Goals:
**1.** Turn every line of the retail shelf audit records into a numbered list, leaving out any blank lines.
**2.** Carry on the passage about credit default swaps and CDOs, starting right after its last sentence.

Passage shown:
(begin)

Table 1: Credit Default Swap Structure (Physical settlement) * Pricing
The pricing procedure of credit default swap is complex. To put it simply, the price of credit default swap is based on the expected probability of default on the assets. The higher the default probability, the higher the CDS will be. AIG charges percentage of the notional value as premium for protection. The CDS notional value is given by bond notional value times (bond price-R)/(1-R). R is the recovery rate, which is calculated by actuary. * Construction
Collateralized debt obligations (CDOs) are structured financial instruments that purchase and pool financial assets such as the risker tranches of various mortgage-backed securities. The CDO manager and securities firm select and purchase assets, such as some of the lower-rated tranches of mortgage-backer securities, then the CDO manager and securities firm pool various assets in an attempt to get diversification benefits. Similar to mortgage-backed securities, the CDO issues securities in tranches that vary based on their place in the cash flow waterfalls. For those tranches, if the investors worry about the default risks, they will use credit default swap to hedge.

Table 2: CDO Structure

* Problems
Market Risk: The market for credit default swaps are OTC and unregulated, and contracts are often traded so much, it is difficult to know who is standing at each ends of a transaction. Leverage involved in many CDS transactions, and the likelihood that there may be a general downturn in the market could cause massive default risk and increased uncertainty.

(end)

(Excerpt from a dataset)
(begin)

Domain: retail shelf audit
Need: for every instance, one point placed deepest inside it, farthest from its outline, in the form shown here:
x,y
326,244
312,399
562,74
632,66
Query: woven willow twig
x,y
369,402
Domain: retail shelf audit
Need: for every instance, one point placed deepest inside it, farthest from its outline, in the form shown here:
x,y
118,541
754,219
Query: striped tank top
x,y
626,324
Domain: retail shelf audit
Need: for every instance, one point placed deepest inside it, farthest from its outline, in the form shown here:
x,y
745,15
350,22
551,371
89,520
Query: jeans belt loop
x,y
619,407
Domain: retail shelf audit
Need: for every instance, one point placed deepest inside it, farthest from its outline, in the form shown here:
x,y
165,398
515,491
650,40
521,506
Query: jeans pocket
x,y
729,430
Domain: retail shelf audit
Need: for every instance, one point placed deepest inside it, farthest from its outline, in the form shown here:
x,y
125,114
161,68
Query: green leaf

(end)

Answer list:
**1.**
1. Domain: retail shelf audit
2. Need: for every instance, one point placed deepest inside it, farthest from its outline, in the form shown here:
3. x,y
4. 326,244
5. 312,399
6. 562,74
7. 632,66
8. Query: woven willow twig
9. x,y
10. 369,402
11. Domain: retail shelf audit
12. Need: for every instance, one point placed deepest inside it, farthest from its outline, in the form shown here:
13. x,y
14. 118,541
15. 754,219
16. Query: striped tank top
17. x,y
18. 626,324
19. Domain: retail shelf audit
20. Need: for every instance, one point placed deepest inside it, farthest from its outline, in the form shown here:
21. x,y
22. 745,15
23. 350,22
24. 551,371
25. 89,520
26. Query: jeans belt loop
27. x,y
28. 619,407
29. Domain: retail shelf audit
30. Need: for every instance, one point placed deepest inside it, farthest from its outline, in the form shown here:
31. x,y
32. 165,398
33. 515,491
34. 650,40
35. 521,506
36. Query: jeans pocket
37. x,y
38. 729,430
39. Domain: retail shelf audit
40. Need: for every instance, one point placed deepest inside it, farthest from its outline, in the form shown here:
41. x,y
42. 125,114
43. 161,68
44. Query: green leaf

**2.**
Incentives for monitoring: For instance, the bank made a great amount of loans to a company and then bought a DS to protect itself. Since the bank will eventually get compensation, its incentives to monitor the loan would become less powerful. Same things happened on investors. Through buying a CDS, investors would change their attitude toward the reference company. When the company was in financial distress, the investors may prefer to drive the firm into bankruptcy, thus trigger payments under the credit default swaps.

Regulation reform
Even both are in crisis; AIG is much luckier than Lehman Brothers. After establishing a supposed hard line against bailouts over the weekend with Lehman Brothers, the government abruptly abandoned it Tuesday and announced a $185 billion Federal Reserve loan to insurance giant AIG. By reviewing the whole AIG crisis, we need to figure out who should pay for AIG’s bailout. I can say it definitely shouldn’t be taxpayers, who actually are the victims in this event.
How could regulators ignore what AIGFP was doing? Why didn’t regulators prevent the crisis? Perhaps some of them had realized that they have big problems, but they chose to turn a blind eye to the potential crisis: they are watching this tsunami coming, and supposing that which swimming costume you should put on. In any way, they still got wealthy by sacrificing other’s benefit.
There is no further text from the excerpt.